## YOUR OBJECTIVE
Each entry must be copied exactly, without omission.

## Region pointing data

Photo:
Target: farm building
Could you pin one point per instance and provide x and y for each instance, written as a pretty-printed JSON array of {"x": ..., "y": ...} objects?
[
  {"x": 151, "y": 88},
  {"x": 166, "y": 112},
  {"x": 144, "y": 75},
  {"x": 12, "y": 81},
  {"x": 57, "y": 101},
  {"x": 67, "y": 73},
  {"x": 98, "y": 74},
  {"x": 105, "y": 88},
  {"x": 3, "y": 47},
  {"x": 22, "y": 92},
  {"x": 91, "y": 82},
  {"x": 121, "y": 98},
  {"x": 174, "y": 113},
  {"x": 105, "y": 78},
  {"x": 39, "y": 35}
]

## SOLVED PROBLEM
Photo:
Target: farm building
Could you pin one point per instance and provide x and y for each instance, written as a pretty-printed JSON array of {"x": ..., "y": ...} objects?
[
  {"x": 151, "y": 88},
  {"x": 166, "y": 112},
  {"x": 144, "y": 75},
  {"x": 12, "y": 81},
  {"x": 57, "y": 101},
  {"x": 67, "y": 73},
  {"x": 98, "y": 74},
  {"x": 105, "y": 88},
  {"x": 3, "y": 47},
  {"x": 22, "y": 92},
  {"x": 91, "y": 82},
  {"x": 121, "y": 98},
  {"x": 174, "y": 113},
  {"x": 105, "y": 78},
  {"x": 39, "y": 35}
]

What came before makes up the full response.